##### Teks Sumber

Hal ini dapat dijelaskan dengan anekdot tentang Grand Canyon yang dikisahkan Derick Daniels (dalam Ishwara, 2011). Tiga orang berdiri di tepi ngarai raksasa itu: seorang pendeta, seorang ahli geologi, dan seorang koboi.
- Sang pendeta berkata, “Ini adalah keajaiban Tuhan.”
- Ahli geologi berkomentar, “Ini keajaiban ilmu pengetahuan.”
- Sementara itu, si koboi menimpali, “Tempat yang cocok untuk menggembala sapi.”
Fakta yang sama—Grand Canyon—melahirkan tiga laporan yang berbeda karena masing-masing melihatnya melalui perspektif yang berbeda.
Contoh Kasus di Indonesia
Fenomena serupa terjadi dalam pemberitaan di Indonesia. Misalnya, dalam konflik Ambon 1999, Republika menuliskan peristiwa itu sebagai “pembantaian,” sementara Kompas dan Suara Pembaruan memilih istilah “konflik” (Eriyanto, 2012). Kata yang dipakai menunjukkan perbedaan cara pandang media terhadap peristiwa yang sama: apakah ingin menekankan sisi brutal atau sisi pertikaian antarkelompok.

##########
##### Informasi yang Ditampilkan

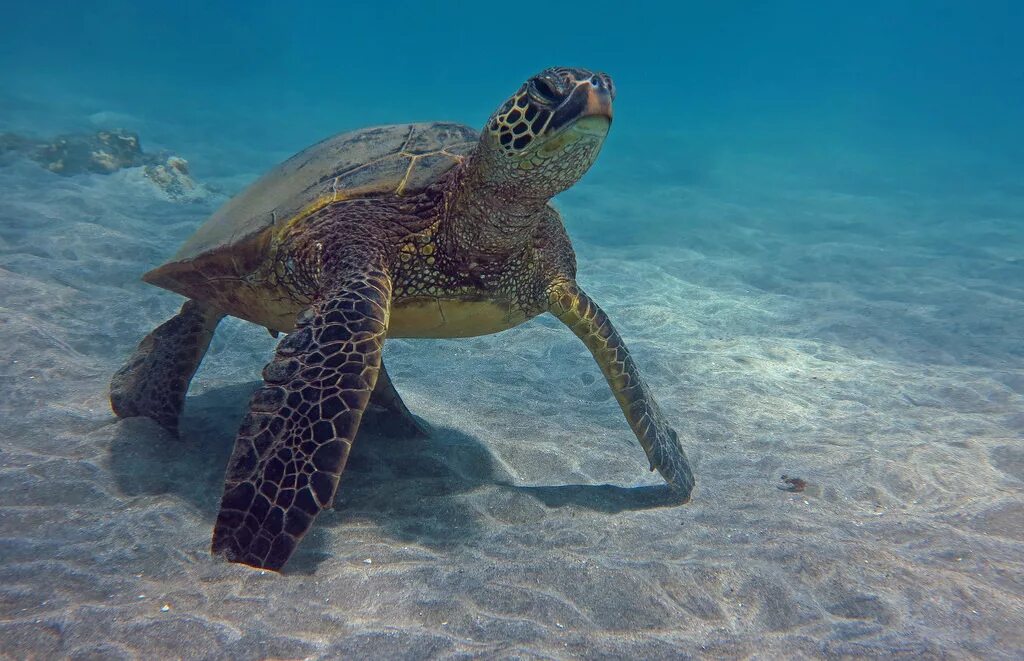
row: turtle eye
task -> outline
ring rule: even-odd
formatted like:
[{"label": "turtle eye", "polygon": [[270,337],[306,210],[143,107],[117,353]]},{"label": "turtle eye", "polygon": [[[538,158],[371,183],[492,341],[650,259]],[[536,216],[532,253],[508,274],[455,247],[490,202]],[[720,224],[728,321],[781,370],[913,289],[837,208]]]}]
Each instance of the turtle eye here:
[{"label": "turtle eye", "polygon": [[535,78],[530,81],[532,84],[529,86],[530,91],[534,92],[534,96],[540,101],[546,101],[548,103],[557,103],[561,100],[561,94],[558,90],[543,78]]}]

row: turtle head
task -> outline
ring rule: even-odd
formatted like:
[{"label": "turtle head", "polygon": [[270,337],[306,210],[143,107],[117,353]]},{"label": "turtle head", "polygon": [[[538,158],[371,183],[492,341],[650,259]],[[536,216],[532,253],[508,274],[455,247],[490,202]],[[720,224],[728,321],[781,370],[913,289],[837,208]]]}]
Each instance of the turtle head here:
[{"label": "turtle head", "polygon": [[606,74],[555,67],[531,77],[483,129],[488,178],[511,195],[551,197],[590,169],[611,126]]}]

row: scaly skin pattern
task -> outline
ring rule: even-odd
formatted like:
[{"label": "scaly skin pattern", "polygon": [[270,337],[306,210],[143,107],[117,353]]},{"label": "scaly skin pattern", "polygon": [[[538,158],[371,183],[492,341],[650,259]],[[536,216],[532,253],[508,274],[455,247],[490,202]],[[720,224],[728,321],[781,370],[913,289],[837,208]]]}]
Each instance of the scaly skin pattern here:
[{"label": "scaly skin pattern", "polygon": [[552,284],[549,303],[551,313],[583,340],[601,366],[626,420],[647,453],[650,470],[657,469],[677,493],[688,498],[693,489],[693,473],[679,436],[666,422],[604,310],[572,281]]},{"label": "scaly skin pattern", "polygon": [[279,344],[239,430],[212,545],[232,562],[281,569],[334,500],[377,383],[391,299],[384,260],[353,245]]},{"label": "scaly skin pattern", "polygon": [[386,337],[496,333],[548,311],[590,349],[652,470],[689,497],[678,436],[608,317],[577,284],[571,245],[549,206],[596,159],[612,96],[606,76],[547,70],[434,185],[339,201],[273,236],[253,287],[305,311],[239,431],[215,554],[273,570],[288,561],[334,499]]}]

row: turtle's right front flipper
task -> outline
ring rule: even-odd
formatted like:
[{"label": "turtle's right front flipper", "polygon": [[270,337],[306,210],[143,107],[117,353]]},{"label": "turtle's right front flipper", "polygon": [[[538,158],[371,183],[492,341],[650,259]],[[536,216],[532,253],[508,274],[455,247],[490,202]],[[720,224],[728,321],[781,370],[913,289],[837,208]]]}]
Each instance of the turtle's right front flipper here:
[{"label": "turtle's right front flipper", "polygon": [[145,336],[111,380],[118,417],[145,415],[176,434],[188,384],[223,316],[211,305],[187,301]]},{"label": "turtle's right front flipper", "polygon": [[338,479],[377,382],[391,301],[380,265],[335,277],[264,368],[227,467],[214,554],[279,570]]}]

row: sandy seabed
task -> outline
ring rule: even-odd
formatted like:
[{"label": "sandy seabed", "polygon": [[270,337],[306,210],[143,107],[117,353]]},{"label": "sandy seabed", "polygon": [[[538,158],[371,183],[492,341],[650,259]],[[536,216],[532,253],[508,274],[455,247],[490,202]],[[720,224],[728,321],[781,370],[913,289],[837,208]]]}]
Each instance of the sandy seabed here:
[{"label": "sandy seabed", "polygon": [[393,341],[434,434],[360,436],[278,575],[208,550],[266,332],[221,325],[180,439],[106,401],[180,305],[138,275],[224,197],[0,163],[0,653],[1020,658],[1024,189],[638,167],[560,207],[692,501],[556,320]]}]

##########

**Tindakan yang Diperlukan:**
- A) Cetak bagian teks sumber di atas antara "Hal ini dapat" dan "perspektif yang berbeda.", termasuk kedua batas tersebut.
- B) Terjemahkan kalimat berikut dari teks sumber di atas ke dalam bahasa Inggris: "Fakta yang sama—Grand Canyon—melahirkan tiga laporan yang berbeda karena masing-masing melihatnya melalui perspektif yang berbeda."
- C) Jawab pertanyaan berikut berdasarkan teks sumber di atas.
(i) Siapa saja tiga orang yang berdiri di tepi Grand Canyon?
(ii) Apa yang dikatakan si koboi tentang tempat itu?
(iii) Istilah apa yang dipilih Kompas dan Suara Pembaruan untuk peristiwa Ambon 1999?

**Penyelesaian Latihan:**
- A)
Hal ini dapat dijelaskan dengan anekdot tentang Grand Canyon yang dikisahkan Derick Daniels (dalam Ishwara, 2011). Tiga orang berdiri di tepi ngarai raksasa itu: seorang pendeta, seorang ahli geologi, dan seorang koboi.
- Sang pendeta berkata, “Ini adalah keajaiban Tuhan.”
- Ahli geologi berkomentar, “Ini keajaiban ilmu pengetahuan.”
- Sementara itu, si koboi menimpali, “Tempat yang cocok untuk menggembala sapi.”
Fakta yang sama—Grand Canyon—melahirkan tiga laporan yang berbeda karena masing-masing melihatnya melalui perspektif yang berbeda.

- B) The same fact—the Grand Canyon—produced three different reports because each of them saw it through a different perspective.

- C)
(i) Seorang pendeta, seorang ahli geologi, dan seorang koboi.
(ii) "Tempat yang cocok untuk menggembala sapi."
(iii) "Konflik".